▶ [REQUIRED WORK]: From the line with "If you would be so kind as to spot the circle" to the final line of the records, reproduce every line exactly and only those lines.

#### SOURCE MATERIAL

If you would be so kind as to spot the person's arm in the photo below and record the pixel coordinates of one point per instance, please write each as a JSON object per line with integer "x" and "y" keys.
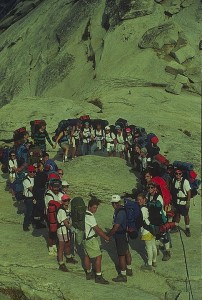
{"x": 113, "y": 230}
{"x": 67, "y": 223}
{"x": 48, "y": 138}
{"x": 59, "y": 137}
{"x": 101, "y": 233}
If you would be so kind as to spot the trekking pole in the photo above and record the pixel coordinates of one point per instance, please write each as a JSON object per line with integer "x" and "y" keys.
{"x": 186, "y": 266}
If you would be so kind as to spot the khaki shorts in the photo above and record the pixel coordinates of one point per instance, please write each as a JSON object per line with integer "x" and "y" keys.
{"x": 92, "y": 247}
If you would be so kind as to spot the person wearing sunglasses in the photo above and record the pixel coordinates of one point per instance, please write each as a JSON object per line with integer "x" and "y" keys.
{"x": 28, "y": 184}
{"x": 181, "y": 193}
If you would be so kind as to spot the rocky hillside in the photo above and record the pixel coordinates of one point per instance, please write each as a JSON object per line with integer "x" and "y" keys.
{"x": 78, "y": 49}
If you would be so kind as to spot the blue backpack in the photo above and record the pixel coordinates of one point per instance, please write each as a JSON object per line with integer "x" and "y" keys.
{"x": 134, "y": 217}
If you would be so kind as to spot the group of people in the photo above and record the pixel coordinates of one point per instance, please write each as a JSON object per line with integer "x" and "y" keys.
{"x": 43, "y": 183}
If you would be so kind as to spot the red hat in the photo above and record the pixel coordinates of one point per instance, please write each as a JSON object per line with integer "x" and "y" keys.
{"x": 154, "y": 140}
{"x": 31, "y": 168}
{"x": 65, "y": 198}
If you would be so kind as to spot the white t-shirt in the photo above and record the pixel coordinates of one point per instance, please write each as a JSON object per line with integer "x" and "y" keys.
{"x": 27, "y": 183}
{"x": 52, "y": 196}
{"x": 120, "y": 138}
{"x": 61, "y": 216}
{"x": 90, "y": 222}
{"x": 145, "y": 216}
{"x": 86, "y": 135}
{"x": 110, "y": 137}
{"x": 186, "y": 187}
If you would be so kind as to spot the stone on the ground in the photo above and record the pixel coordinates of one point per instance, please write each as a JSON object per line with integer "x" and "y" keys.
{"x": 174, "y": 88}
{"x": 174, "y": 68}
{"x": 157, "y": 37}
{"x": 129, "y": 9}
{"x": 173, "y": 7}
{"x": 183, "y": 54}
{"x": 182, "y": 79}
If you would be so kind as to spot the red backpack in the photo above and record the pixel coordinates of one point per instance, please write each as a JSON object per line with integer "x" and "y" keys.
{"x": 163, "y": 189}
{"x": 53, "y": 207}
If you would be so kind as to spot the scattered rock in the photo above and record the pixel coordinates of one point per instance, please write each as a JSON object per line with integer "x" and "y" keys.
{"x": 174, "y": 88}
{"x": 174, "y": 68}
{"x": 157, "y": 37}
{"x": 173, "y": 8}
{"x": 183, "y": 54}
{"x": 182, "y": 79}
{"x": 129, "y": 9}
{"x": 186, "y": 3}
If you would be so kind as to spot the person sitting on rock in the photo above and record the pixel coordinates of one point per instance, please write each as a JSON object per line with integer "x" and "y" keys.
{"x": 64, "y": 233}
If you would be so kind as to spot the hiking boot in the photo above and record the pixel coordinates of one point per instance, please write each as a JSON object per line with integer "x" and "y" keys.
{"x": 187, "y": 232}
{"x": 90, "y": 275}
{"x": 25, "y": 228}
{"x": 63, "y": 268}
{"x": 100, "y": 279}
{"x": 166, "y": 256}
{"x": 129, "y": 272}
{"x": 40, "y": 226}
{"x": 147, "y": 268}
{"x": 120, "y": 278}
{"x": 174, "y": 230}
{"x": 71, "y": 260}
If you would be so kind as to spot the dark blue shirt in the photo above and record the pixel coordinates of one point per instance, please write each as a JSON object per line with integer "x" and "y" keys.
{"x": 52, "y": 164}
{"x": 120, "y": 218}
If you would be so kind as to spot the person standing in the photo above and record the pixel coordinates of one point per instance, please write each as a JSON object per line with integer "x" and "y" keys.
{"x": 28, "y": 184}
{"x": 147, "y": 236}
{"x": 91, "y": 243}
{"x": 181, "y": 193}
{"x": 41, "y": 136}
{"x": 64, "y": 233}
{"x": 119, "y": 232}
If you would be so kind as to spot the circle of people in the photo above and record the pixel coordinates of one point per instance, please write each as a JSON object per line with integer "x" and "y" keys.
{"x": 157, "y": 204}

########

▶ [ANSWER SECTION]:
If you would be so kind as to spot the circle of people in the photo above and record the pixel coordinates of one point per instance, please write each as a JSON object per line with integer "x" and "y" keys.
{"x": 157, "y": 204}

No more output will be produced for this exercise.